╭─ Document excerpt
Monday, 28 April 2008

Building a Community (Tank)

Building a vibrant community takes careful planning because, as with all things in life, you reap what you sow. Setting up a community fish tank is no different. Back in December we took advantage of boxing week prices at our local Big Al's and bought a 180 gallon tank. We wanted to set up the tank as a room divider, which is kind of a non-standard configuration, so the cabinet had to be custom designed to look nice both on the front, as normal, and at the back, since in our case, both of these are actually the sides. It took a long time for things to be constructed and for all the parts to come in, so it wasn't until two weeks ago that Tim and Anthony came for the installation.


We wanted not just a fish tank, but a whole underwater garden too. Big surprise eh? As such, we needed special aquarium gravel that's a bit more like soil for healthy roots. And to really make the plants thrive, a planted tank is bottom heated, which means that heating cables need to be installed under the gravel so that the plants will have especially warm roots.
╰─
Given task. Copy out everything in the fish tank post from "Building a Community" down to "for the installation.", substituting "stand" for "cabinet".
╭─ Supplied data
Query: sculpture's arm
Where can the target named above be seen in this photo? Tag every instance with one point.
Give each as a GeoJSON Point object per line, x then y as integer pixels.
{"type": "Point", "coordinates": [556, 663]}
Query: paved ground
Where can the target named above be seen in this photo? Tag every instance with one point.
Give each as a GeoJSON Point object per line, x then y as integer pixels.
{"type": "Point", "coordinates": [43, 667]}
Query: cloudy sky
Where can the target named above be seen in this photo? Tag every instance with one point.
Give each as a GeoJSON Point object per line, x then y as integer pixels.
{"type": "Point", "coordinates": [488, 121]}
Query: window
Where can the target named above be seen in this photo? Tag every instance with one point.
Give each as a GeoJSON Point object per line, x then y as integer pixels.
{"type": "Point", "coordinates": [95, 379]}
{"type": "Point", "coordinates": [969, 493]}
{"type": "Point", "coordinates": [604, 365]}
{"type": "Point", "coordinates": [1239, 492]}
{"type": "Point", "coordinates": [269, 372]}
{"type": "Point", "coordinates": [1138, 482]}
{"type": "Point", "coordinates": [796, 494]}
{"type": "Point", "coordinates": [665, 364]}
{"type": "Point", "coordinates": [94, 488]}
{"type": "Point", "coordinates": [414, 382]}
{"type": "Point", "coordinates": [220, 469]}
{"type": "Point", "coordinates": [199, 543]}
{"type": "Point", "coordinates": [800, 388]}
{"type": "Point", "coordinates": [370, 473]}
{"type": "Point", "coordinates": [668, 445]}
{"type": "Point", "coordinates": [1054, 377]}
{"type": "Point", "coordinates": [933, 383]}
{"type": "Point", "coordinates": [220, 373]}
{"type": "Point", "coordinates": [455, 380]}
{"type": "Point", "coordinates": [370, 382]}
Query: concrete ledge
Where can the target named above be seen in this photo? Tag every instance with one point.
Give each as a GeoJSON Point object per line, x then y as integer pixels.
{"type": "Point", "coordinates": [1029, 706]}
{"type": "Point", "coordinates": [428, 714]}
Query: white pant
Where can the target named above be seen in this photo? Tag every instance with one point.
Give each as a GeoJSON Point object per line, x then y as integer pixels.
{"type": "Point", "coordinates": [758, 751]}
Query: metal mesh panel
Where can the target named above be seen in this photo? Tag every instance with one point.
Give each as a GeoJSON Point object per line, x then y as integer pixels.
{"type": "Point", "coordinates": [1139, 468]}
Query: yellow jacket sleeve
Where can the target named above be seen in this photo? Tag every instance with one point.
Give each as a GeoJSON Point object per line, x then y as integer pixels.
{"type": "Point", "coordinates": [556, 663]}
╰─
Exercise response.
Building a Community (Tank)

Building a vibrant community takes careful planning because, as with all things in life, you reap what you sow. Setting up a community fish tank is no different. Back in December we took advantage of boxing week prices at our local Big Al's and bought a 180 gallon tank. We wanted to set up the tank as a room divider, which is kind of a non-standard configuration, so the stand had to be custom designed to look nice both on the front, as normal, and at the back, since in our case, both of these are actually the sides. It took a long time for things to be constructed and for all the parts to come in, so it wasn't until two weeks ago that Tim and Anthony came for the installation.